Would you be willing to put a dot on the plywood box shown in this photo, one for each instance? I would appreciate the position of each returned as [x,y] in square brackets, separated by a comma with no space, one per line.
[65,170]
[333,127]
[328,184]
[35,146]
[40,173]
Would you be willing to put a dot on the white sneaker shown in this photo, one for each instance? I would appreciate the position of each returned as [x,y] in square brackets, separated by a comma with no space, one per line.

# # # #

Rewrite all of the entries above as a JSON list of strings, with one string for each line and any blank lines omitted.

[
  "Would you be willing to put a dot on the plywood box shown in this photo, one for each instance? I would appreciate the position of each returned as [x,y] in square brackets, separated by a comma with no space, one per line.",
  "[65,170]",
  "[333,127]",
  "[328,184]",
  "[35,146]",
  "[40,173]",
  "Would you be willing to put a dot on the white sneaker shown in this photo, one for each instance? I would appreciate the position of each returned as [x,y] in square brackets, separated by a comma with no space, one per line."
]